PROBLEM: Please give back only the lines below from the one containing "I need to find every pond" to the one containing "I need to find every aquatic", each repeated word for word, both ends included.

Segment Start: DATA LISTING

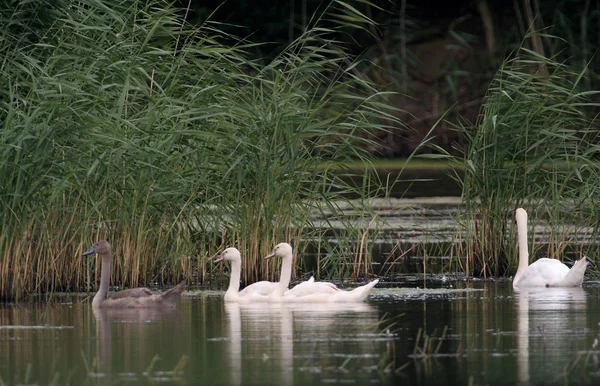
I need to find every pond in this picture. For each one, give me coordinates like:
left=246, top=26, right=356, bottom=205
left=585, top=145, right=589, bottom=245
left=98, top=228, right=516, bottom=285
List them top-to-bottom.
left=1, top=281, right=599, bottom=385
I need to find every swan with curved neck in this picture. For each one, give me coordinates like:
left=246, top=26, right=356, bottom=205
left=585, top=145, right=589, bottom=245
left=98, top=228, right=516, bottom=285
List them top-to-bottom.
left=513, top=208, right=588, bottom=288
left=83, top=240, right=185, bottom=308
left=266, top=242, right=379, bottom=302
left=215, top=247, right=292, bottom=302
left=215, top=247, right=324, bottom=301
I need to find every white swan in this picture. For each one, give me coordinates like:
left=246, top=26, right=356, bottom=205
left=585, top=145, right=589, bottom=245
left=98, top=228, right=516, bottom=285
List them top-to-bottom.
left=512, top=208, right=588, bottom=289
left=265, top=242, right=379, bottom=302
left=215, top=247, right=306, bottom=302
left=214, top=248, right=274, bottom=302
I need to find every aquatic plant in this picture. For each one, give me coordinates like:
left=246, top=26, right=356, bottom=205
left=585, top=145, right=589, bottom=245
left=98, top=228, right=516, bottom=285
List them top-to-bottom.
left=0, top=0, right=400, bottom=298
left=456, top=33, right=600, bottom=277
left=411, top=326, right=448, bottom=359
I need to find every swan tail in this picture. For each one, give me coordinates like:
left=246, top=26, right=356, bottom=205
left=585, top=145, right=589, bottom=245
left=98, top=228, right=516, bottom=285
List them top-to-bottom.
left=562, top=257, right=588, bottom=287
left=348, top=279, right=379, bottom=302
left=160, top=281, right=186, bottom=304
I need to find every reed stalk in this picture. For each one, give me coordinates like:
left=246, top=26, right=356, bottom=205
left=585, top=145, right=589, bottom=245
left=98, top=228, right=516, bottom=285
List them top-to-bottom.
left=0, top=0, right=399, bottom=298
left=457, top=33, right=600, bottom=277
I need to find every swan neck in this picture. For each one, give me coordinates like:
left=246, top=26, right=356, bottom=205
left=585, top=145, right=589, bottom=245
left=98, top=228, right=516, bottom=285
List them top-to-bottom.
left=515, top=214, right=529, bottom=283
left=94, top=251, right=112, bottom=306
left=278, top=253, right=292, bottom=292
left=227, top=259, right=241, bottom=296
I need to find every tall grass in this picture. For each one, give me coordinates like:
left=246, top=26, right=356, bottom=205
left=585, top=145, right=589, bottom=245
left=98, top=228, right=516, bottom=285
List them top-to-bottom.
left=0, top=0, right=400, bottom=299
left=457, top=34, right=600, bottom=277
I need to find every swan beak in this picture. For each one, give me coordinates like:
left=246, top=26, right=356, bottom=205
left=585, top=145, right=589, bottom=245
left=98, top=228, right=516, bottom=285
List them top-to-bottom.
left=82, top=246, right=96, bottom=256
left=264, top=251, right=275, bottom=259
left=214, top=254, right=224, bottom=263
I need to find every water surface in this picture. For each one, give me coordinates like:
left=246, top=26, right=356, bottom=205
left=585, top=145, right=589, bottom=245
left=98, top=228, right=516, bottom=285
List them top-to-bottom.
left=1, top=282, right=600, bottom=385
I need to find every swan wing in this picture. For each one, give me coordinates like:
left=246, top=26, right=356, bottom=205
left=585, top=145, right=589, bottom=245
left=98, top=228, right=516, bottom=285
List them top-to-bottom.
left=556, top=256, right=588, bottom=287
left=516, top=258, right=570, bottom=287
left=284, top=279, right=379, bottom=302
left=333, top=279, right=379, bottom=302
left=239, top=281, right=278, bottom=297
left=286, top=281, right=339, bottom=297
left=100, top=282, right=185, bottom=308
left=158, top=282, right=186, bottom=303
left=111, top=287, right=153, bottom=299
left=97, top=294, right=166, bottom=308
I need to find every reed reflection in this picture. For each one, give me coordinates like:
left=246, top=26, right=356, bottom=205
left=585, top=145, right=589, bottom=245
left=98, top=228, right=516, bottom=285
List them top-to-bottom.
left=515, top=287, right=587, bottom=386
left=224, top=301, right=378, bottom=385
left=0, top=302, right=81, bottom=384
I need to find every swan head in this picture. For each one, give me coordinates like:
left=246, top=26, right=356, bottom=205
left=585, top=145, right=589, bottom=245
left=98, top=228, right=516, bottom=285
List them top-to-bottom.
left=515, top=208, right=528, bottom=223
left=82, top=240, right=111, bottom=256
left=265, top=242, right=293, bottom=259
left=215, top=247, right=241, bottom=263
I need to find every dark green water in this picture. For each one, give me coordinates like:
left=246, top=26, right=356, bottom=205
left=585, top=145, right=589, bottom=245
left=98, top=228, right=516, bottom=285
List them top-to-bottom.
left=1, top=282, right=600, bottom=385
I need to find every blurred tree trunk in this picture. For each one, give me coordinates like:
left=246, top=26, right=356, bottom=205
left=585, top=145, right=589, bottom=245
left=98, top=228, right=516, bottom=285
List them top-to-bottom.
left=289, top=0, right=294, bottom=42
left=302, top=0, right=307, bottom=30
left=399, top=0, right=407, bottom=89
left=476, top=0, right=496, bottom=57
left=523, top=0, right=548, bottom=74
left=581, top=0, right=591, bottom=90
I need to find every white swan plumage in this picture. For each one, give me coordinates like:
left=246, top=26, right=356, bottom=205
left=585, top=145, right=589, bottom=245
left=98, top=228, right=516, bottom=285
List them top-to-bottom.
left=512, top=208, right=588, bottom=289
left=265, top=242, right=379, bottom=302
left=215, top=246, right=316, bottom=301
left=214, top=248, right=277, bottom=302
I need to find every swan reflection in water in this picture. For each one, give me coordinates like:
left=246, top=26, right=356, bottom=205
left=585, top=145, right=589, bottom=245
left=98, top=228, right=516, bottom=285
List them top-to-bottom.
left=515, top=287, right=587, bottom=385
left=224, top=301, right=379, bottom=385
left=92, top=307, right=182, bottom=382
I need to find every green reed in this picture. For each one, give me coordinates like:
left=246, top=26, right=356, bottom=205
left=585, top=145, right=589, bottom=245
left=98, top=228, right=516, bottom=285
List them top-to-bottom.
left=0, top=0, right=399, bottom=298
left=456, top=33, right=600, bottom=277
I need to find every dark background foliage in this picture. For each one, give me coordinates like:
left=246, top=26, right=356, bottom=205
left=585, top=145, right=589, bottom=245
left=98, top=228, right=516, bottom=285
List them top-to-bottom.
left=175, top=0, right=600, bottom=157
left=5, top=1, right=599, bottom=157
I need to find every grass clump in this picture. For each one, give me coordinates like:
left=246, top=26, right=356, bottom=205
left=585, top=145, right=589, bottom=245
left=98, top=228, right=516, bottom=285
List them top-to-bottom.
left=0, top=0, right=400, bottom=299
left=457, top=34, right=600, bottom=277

Segment End: DATA LISTING
Segment Start: DATA LISTING

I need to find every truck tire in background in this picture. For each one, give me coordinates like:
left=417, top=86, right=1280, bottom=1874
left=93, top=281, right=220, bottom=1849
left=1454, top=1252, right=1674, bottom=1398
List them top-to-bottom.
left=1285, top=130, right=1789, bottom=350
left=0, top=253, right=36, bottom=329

Segment End: DATA LISTING

RESPONSE TO THE EXERCISE:
I need to find every pond in this picture. For each one, give me coordinates like:
left=246, top=26, right=356, bottom=205
left=585, top=145, right=589, bottom=245
left=98, top=228, right=516, bottom=285
List them top-to-bottom.
left=1, top=281, right=599, bottom=385
I need to find every swan with curved neck in this picture. For each one, give me coordinates like:
left=246, top=26, right=356, bottom=205
left=585, top=145, right=589, bottom=245
left=98, top=228, right=516, bottom=285
List them top-to-bottom.
left=513, top=208, right=588, bottom=288
left=83, top=240, right=185, bottom=308
left=266, top=242, right=379, bottom=302
left=215, top=247, right=292, bottom=302
left=215, top=247, right=324, bottom=301
I need to find every white swan in this picture. For each one, give me coordinates like:
left=246, top=26, right=356, bottom=205
left=585, top=145, right=589, bottom=245
left=98, top=228, right=516, bottom=285
List them top-to-bottom.
left=512, top=208, right=588, bottom=289
left=265, top=242, right=379, bottom=302
left=215, top=247, right=306, bottom=302
left=214, top=248, right=274, bottom=302
I need to find every aquatic plant in this picture. For each one, give me coordinates like:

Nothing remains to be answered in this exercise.